*Document extract*
= Displacement current density =

Physical quantity in electromagnetism

In electromagnetism, displacement current density is the rate of change of the electric displacement field D, appearing as ∂D/∂t in Maxwell's equations. Displacement current density has the same units as electric current density, and it is a source of the magnetic field just as actual current is. However it is not an electric current of moving charges, but a time-varying electric field. In physical materials (as opposed to vacuum), there is also a contribution from the slight motion of charges bound in atoms, called dielectric polarization.

The idea was conceived by James Clerk Maxwell in his 1861 paper "On Physical Lines of Force" (Part III) in connection with the displacement of electric particles in a dielectric medium. Maxwell added displacement current to the electric current term in Ampère's circuital law. In his 1865 paper A Dynamical Theory of the Electromagnetic Field Maxwell used this amended version of Ampère's circuital law to derive the electromagnetic wave equation. This derivation is now generally accepted as a historical landmark in physics by virtue of uniting electricity, magnetism and optics into one single unified theory. The displacement current term is now seen as a crucial addition that completed Maxwell's equations and is necessary to explain many phenomena, most particularly the existence of electromagnetic waves.

== Explanation ==

The electric displacement field D is defined as:

$$\mathbf{D} = \varepsilon_0 \mathbf{E} + \mathbf{P}\ ,$$

where:
- ε_{0} is the permittivity of free space;
- E is the electric field intensity; and
- P is the polarization of the medium.

Differentiating this equation with respect to time defines the displacement current density (J_{D}), which therefore has two components in a dielectric (see also "current density#Displacement current"):

$$\mathbf{J}_\mathrm{D} = \varepsilon_0 \frac{\partial \mathbf{E}}{\partial t} + \frac{\partial \mathbf{P}}{\partial t}\,.$$

The first term on the right hand side is present in material media and in free space. It doesn't necessarily come from any actual movement of charge, but it does have an associated magnetic field, just as a current does due to charge motion. Some authors apply the name displacement current to the first term by itself.

*Requests*
a - Name the three subjects that, according to the displacement current density article, Maxwell's derivation united into one theory.
b - In the displacement current density article, reproduce the stretch from "Differentiating this equation" through "term by itself.".

*Given entries*
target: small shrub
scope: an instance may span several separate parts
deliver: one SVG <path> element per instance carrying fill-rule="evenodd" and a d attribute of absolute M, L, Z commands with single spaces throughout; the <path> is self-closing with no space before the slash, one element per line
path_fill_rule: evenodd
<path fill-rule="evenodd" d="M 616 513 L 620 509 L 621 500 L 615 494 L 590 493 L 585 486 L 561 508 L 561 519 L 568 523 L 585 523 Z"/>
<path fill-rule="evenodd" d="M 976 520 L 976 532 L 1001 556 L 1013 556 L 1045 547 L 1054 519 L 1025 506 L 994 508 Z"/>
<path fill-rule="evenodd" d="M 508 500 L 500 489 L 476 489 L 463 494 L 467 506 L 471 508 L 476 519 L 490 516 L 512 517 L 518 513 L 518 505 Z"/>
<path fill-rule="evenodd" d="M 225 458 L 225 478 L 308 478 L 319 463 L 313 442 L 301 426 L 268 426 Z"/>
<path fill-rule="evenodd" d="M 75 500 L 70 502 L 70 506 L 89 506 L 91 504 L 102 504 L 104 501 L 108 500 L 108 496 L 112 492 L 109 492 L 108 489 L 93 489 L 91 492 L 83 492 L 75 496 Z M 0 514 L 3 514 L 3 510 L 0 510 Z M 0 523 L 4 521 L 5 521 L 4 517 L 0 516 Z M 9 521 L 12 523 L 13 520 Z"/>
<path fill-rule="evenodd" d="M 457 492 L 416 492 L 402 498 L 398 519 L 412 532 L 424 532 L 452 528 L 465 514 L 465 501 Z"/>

*Responses by task*
a - electricity, magnetism, optics

b -
Differentiating this equation with respect to time defines the displacement current density (J_{D}), which therefore has two components in a dielectric (see also "current density#Displacement current"):

$$\mathbf{J}_\mathrm{D} = \varepsilon_0 \frac{\partial \mathbf{E}}{\partial t} + \frac{\partial \mathbf{P}}{\partial t}\,.$$

The first term on the right hand side is present in material media and in free space. It doesn't necessarily come from any actual movement of charge, but it does have an associated magnetic field, just as a current does due to charge motion. Some authors apply the name displacement current to the first term by itself.